--- begin Dataset extract ---

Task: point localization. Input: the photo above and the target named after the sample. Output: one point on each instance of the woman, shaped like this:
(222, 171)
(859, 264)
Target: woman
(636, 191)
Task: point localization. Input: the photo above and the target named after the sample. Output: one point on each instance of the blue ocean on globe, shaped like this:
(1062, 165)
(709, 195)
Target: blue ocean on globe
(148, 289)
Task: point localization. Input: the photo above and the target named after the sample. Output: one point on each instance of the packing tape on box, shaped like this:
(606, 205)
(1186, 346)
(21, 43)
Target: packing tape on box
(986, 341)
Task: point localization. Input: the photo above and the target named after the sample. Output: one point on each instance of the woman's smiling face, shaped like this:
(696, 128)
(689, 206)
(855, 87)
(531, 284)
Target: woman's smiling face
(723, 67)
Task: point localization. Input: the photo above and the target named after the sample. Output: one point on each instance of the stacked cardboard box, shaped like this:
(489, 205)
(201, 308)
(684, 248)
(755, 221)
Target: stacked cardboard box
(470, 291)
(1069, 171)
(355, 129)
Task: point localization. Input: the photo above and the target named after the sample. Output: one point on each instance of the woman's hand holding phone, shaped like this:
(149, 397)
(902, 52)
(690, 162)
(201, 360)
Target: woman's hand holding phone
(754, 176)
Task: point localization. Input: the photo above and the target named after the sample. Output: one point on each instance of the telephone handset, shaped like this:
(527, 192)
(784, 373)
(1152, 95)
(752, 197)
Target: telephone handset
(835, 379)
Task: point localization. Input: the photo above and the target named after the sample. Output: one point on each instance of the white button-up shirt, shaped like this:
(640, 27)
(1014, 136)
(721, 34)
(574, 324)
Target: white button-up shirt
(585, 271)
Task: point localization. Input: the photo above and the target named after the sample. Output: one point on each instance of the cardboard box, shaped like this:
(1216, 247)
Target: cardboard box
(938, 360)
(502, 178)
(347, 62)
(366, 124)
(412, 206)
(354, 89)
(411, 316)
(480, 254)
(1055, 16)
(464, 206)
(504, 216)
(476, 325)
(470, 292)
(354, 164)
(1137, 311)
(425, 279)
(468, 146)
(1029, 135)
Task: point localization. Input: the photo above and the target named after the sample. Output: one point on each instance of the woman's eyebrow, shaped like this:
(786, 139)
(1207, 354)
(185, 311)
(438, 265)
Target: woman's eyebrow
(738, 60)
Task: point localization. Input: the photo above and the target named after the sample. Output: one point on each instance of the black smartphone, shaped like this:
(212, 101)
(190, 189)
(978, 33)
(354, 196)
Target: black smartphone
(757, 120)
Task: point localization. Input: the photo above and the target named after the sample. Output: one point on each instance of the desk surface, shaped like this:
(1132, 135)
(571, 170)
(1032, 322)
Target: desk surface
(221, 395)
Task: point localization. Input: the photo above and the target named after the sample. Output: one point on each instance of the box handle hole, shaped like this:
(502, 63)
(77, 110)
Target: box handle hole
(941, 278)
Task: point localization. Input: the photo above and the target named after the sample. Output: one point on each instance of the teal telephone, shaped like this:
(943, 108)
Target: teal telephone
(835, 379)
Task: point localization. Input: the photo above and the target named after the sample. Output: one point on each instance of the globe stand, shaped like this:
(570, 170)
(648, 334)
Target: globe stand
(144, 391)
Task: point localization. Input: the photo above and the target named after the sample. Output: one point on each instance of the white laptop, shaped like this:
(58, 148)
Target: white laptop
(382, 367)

--- end Dataset extract ---

Do this:
Extract all of the entries above and reproduce every line unchanged.

Response for this exercise:
Task: point localization. Input: the photo above and the target named after the sample. Output: one point on each instance of the woman, shaped like this:
(222, 171)
(859, 264)
Target: woman
(636, 191)
Task: point localization. Input: the photo above and the target named after the sample. Output: one point on each instance of the blue ocean on globe, shaped like this:
(1062, 165)
(709, 195)
Target: blue ocean on globe
(148, 289)
Task: point localization. Input: the photo above and the target named after the sample. Output: one point on each instance of the packing tape on box, shaped like this:
(606, 205)
(1186, 346)
(21, 43)
Target: packing tape on box
(986, 341)
Task: point localization. Input: the photo above and the target named after the sample. Output: one point on each instance of the woman's smiling face, shaped like this:
(696, 128)
(689, 206)
(855, 87)
(531, 284)
Target: woman's smiling face
(723, 67)
Task: point localization. Input: the photo above and the target named after the sample. Output: one point on each instance of the stacked cardboard box, shaped like this:
(489, 205)
(201, 308)
(684, 248)
(755, 221)
Target: stacked cardboard box
(470, 291)
(1069, 171)
(355, 129)
Task: point localization. Input: the photo above and the target named after the sample. Output: one point on each instance of the woman's hand holding phone, shaped like this:
(149, 397)
(902, 52)
(690, 162)
(201, 360)
Target: woman's hand holding phone
(754, 176)
Task: point localization. Input: the photo above and the target named after the sample. Output: one point on each instance of the telephone handset, shaped like this:
(527, 192)
(784, 373)
(1152, 95)
(752, 197)
Target: telephone handset
(835, 379)
Task: point localization. Input: the photo above and the target named after the sample. Output: one point on each instance of the white button-up shirt, shaped like this:
(640, 27)
(1014, 136)
(721, 34)
(574, 324)
Target: white button-up shirt
(585, 271)
Task: point localization. Input: the photo above and the target named after the sample. Output: one point on each instance of the cardboard box, shaped like this:
(1216, 247)
Target: cardboard box
(938, 360)
(502, 178)
(347, 62)
(366, 124)
(412, 206)
(354, 89)
(411, 316)
(480, 254)
(1055, 16)
(464, 206)
(504, 216)
(476, 325)
(470, 292)
(354, 164)
(1137, 311)
(425, 279)
(468, 146)
(1029, 135)
Task: point localization. Input: the photo above and the target named after the sample. Output: one point on each instance of the woman's eyebrow, shaped like this:
(786, 139)
(1207, 354)
(185, 311)
(438, 265)
Target: woman's eyebrow
(738, 60)
Task: point localization. Input: the photo above and the target named after the sample. Output: one point on each instance of the black smartphone, shaped like this:
(212, 101)
(190, 189)
(978, 33)
(354, 196)
Target: black smartphone
(757, 120)
Task: point localization. Input: the photo above and the target named after the sample. Output: one point on each instance of the desk surface, shaped like this:
(1132, 135)
(571, 170)
(1032, 322)
Target: desk surface
(221, 395)
Task: point localization. Input: the photo above and the target named after the sample. Output: one point on each instance of the box handle hole, shaped like this:
(502, 63)
(77, 110)
Target: box handle hole
(941, 278)
Task: point localization. Input: the photo above and the target named after the sample. Output: one point on each instance of the teal telephone, shaped like this:
(943, 108)
Target: teal telephone
(835, 379)
Task: point localization. Input: the photo above and the target named after the sample. Output: one point on each instance of the globe stand, shaped like this:
(570, 170)
(648, 334)
Target: globe stand
(144, 391)
Task: point localization. Input: the photo above and the target named after the sample. Output: one point on each instance of the white laptop, shaped like this:
(58, 148)
Target: white laptop
(382, 367)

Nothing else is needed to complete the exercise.